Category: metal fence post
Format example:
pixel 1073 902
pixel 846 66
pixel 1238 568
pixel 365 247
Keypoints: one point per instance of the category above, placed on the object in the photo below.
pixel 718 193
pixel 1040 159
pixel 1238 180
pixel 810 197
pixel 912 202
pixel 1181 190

━━━━━━━━━━━━━━━━━━━━━━━━━━━━━━

> [Problem to solve] Could you render the records above as a JSON list of strings, one string per line, with blank lines left out?

> [Expected answer]
[
  "Category: metal fence post",
  "Format example:",
  "pixel 1073 902",
  "pixel 846 66",
  "pixel 1238 568",
  "pixel 365 247",
  "Keypoints: one point per instance of the category above, placed on the object in the photo below.",
  "pixel 718 193",
  "pixel 1040 159",
  "pixel 1238 180",
  "pixel 810 197",
  "pixel 912 202",
  "pixel 1181 190"
]